→ Data in this exercise
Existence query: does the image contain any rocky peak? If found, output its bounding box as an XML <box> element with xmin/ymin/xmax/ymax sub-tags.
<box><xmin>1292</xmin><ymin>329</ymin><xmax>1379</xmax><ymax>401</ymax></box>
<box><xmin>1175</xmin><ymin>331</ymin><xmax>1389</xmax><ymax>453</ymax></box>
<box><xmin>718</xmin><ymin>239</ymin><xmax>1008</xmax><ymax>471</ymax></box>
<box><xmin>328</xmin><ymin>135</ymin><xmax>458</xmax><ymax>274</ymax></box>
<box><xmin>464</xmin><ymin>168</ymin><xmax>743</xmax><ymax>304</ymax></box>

→ Given request
Reproduce every one of the rows above verbatim, keeping each character and line break unchanged.

→ Solution to this task
Existence query: does the image contain any rocky peak? If found, output its bounding box as an XML <box> element with xmin/ymin/xmax/ymax sub-tags.
<box><xmin>1292</xmin><ymin>329</ymin><xmax>1379</xmax><ymax>401</ymax></box>
<box><xmin>1175</xmin><ymin>331</ymin><xmax>1389</xmax><ymax>453</ymax></box>
<box><xmin>718</xmin><ymin>239</ymin><xmax>1008</xmax><ymax>471</ymax></box>
<box><xmin>328</xmin><ymin>135</ymin><xmax>458</xmax><ymax>274</ymax></box>
<box><xmin>464</xmin><ymin>168</ymin><xmax>743</xmax><ymax>304</ymax></box>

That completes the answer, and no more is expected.